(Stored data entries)
* * *

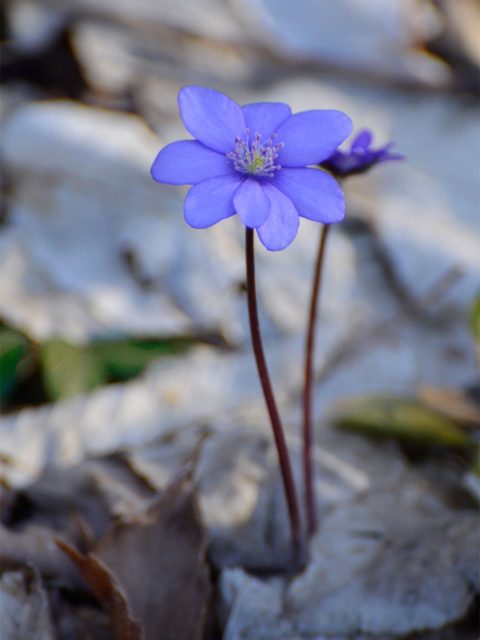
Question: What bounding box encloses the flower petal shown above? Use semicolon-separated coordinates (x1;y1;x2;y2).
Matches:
272;169;345;223
242;102;292;141
178;87;246;153
151;140;234;184
257;183;300;251
233;178;270;228
183;176;244;229
350;129;373;151
276;109;352;167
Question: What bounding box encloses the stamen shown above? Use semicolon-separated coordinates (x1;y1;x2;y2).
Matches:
227;129;284;178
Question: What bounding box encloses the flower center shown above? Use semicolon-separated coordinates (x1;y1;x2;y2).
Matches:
227;129;284;178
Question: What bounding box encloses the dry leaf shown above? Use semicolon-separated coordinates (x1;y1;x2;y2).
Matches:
57;541;144;640
59;480;211;640
0;567;56;640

* * *

• EXERCISE REQUIREMENTS: Please rewrite the entries above, substituting "withered leaf" for every "dry leaf" and changing nothing else. Leave out the pictures.

• OUTPUT FOR THIS EXERCISE:
Question: What bounding box encloses the flower petal shown above? Use semicolon-separated coordinates (x1;y1;x2;y2).
Matches:
272;169;345;223
242;102;292;141
178;87;246;153
151;140;234;184
257;183;300;251
233;178;270;228
183;176;244;229
350;129;373;151
276;109;352;167
Question: What bounding box encloses the stamen shown above? Use semicolon-separated coordinates (x1;y1;x2;y2).
Matches:
227;129;284;178
Question: What bounding box encloses the flower center shown above? Use semicolon-separated coordinates (x1;y1;x2;y2).
Matches:
227;129;284;178
Question: What bounding box encloses the withered leaf shown above? Use semicolon-separated coordinates (x1;y1;x2;y2).
Matches:
57;541;144;640
59;480;211;640
0;567;56;640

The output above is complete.